_Instruction_:
Please display each line from the items below that contains the string "query", copying every such line in full.

_Data supplied_:
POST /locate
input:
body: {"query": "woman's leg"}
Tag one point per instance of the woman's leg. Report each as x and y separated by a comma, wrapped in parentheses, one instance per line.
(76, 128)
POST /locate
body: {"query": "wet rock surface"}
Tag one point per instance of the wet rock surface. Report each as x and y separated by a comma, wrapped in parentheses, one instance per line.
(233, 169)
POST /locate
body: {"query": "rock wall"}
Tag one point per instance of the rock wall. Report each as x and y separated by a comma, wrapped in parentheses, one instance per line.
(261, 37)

--

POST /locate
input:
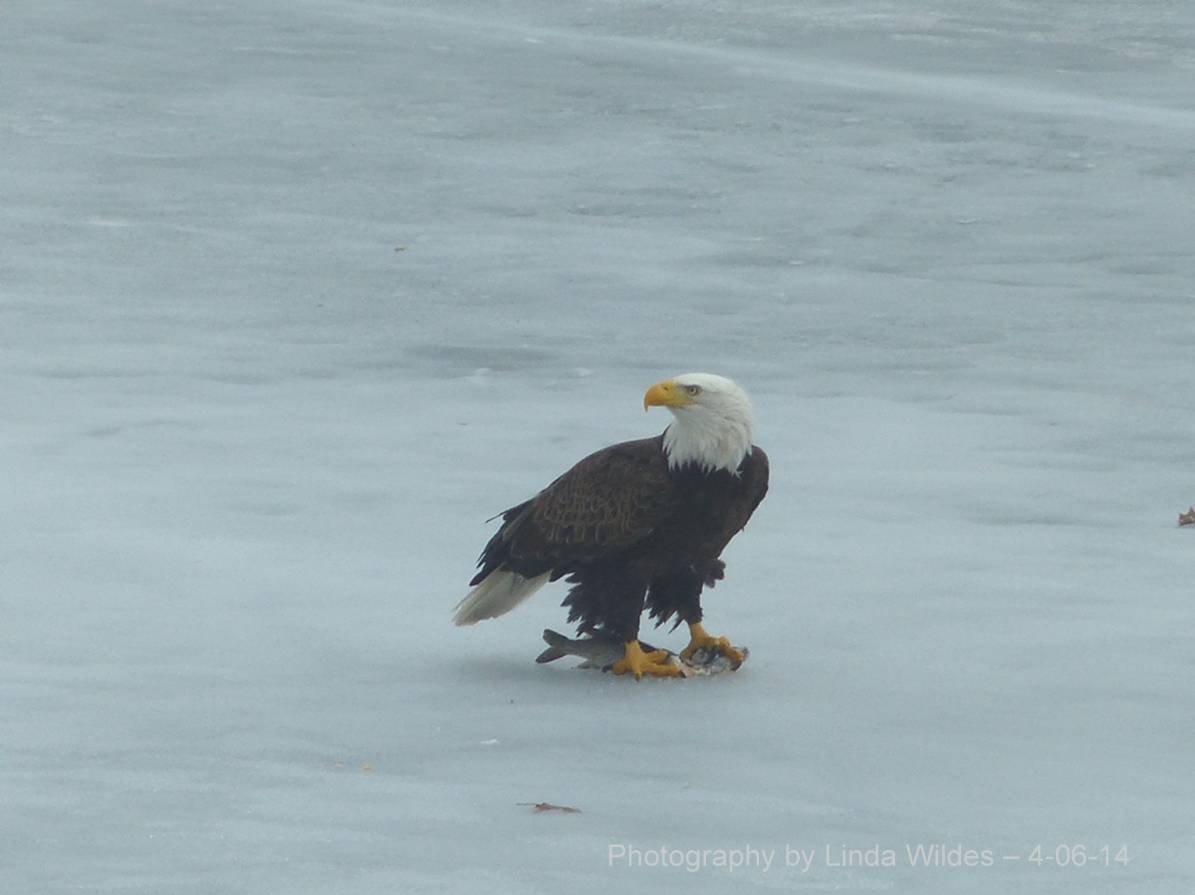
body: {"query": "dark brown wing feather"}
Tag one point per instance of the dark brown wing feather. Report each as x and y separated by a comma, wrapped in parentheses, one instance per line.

--

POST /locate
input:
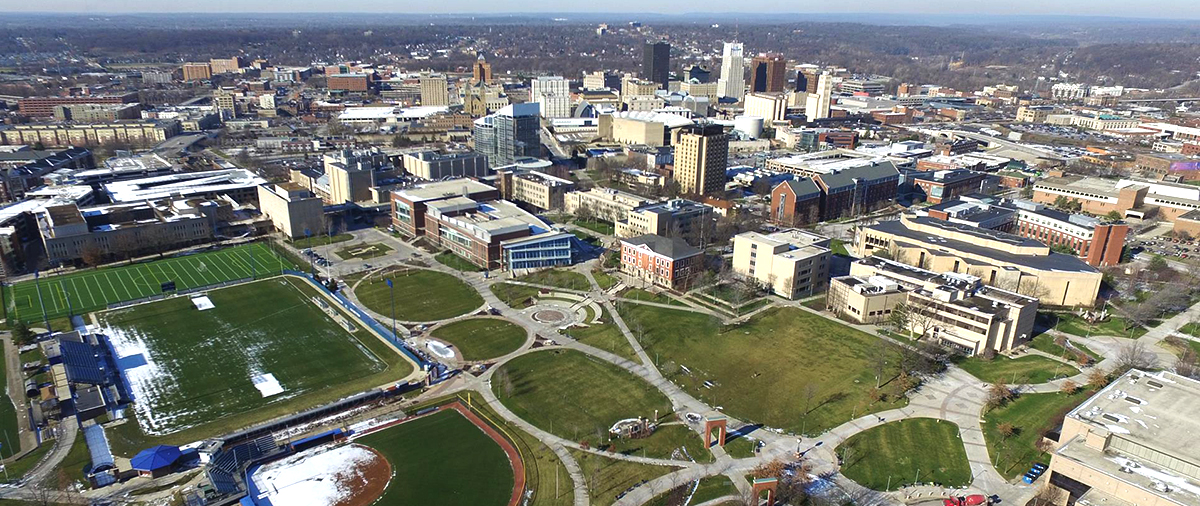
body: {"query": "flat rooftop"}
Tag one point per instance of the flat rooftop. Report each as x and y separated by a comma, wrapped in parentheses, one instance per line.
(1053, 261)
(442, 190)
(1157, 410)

_Answer to the problem_:
body: {"query": "woman's leg"}
body: {"query": "wet rock surface"}
body: {"query": "rock wall"}
body: {"query": "dark brown wing feather"}
body: {"query": "flat rooftop"}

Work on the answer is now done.